### Reading text ###

The United States and its allies are stepping up cooperation in response to Russian aggression, NATO Secretary-General Jens Stoltenberg said Monday while playing down differences among members as the military alliance marks its 70th anniversary.

Foreign ministers from NATO countries are meeting in Washington this week for the occasion, determined to show a united front in the midst of a long military stalemate in Afghanistan and tensions with Russia returned to Cold War era levels.

But as NATO deploys thousands of troops and equipment to deter Russia and seeks solutions to fast-evolving new threats such as cyberattacks and hybrid warfare, its biggest challenge arguably lies within.

Damaging infighting over defense spending and authoritarian tendencies exhibited by some allies undermine NATO’s values, according to experts.

“The strength of NATO is that despite these differences, we have always been able to unite around our core tasks. That is, to protect and defend each other,” NATO chief Stoltenberg said in Brussels before the trip.

Stoltenberg has talks with US President Donald Trump planned for Tuesday.

### Material shown ###

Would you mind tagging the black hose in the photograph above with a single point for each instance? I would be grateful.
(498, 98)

###
### Material shown ###

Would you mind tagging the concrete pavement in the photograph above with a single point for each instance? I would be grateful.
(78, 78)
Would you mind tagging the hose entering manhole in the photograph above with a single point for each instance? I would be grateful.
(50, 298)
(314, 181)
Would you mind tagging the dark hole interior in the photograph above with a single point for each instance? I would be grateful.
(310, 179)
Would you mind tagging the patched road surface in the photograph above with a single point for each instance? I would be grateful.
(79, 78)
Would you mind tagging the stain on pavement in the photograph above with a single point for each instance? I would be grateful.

###
### Material shown ###

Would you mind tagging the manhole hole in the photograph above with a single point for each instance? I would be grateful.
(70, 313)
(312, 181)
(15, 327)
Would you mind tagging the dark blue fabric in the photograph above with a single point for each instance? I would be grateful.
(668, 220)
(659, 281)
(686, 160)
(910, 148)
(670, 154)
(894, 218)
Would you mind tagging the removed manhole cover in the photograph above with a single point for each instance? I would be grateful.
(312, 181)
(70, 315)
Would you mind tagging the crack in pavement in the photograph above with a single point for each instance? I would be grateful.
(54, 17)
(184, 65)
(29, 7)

###

**Exercise instructions:**
(1) According to the NATO article, in which city are foreign ministers from NATO countries meeting this week?
(2) Write the next few sentences of the NATO article, picking up after its final sentence.

**Final results:**
(1) Washington

(2)
He is scheduled to address Congress on Wednesday.

A big source of the internal strain is Trump’s recurrent demand that countries devote an amount equal to at least 2 percent of GDP to defense spending - though that metric takes no account of how well the money is spent.

The White House said last month in a statement about Stoltenberg’s talks with Trump on Tuesday that the two would “discuss the unprecedented success of NATO, including the recent increased commitments on burden-sharing among European allies and ways to address the current, evolving challenges facing the alliance.”

Trump is not scheduled to appear at the upcoming talks of NATO foreign ministers, but he is expected to attend a leaders’ summit in London in mid-December.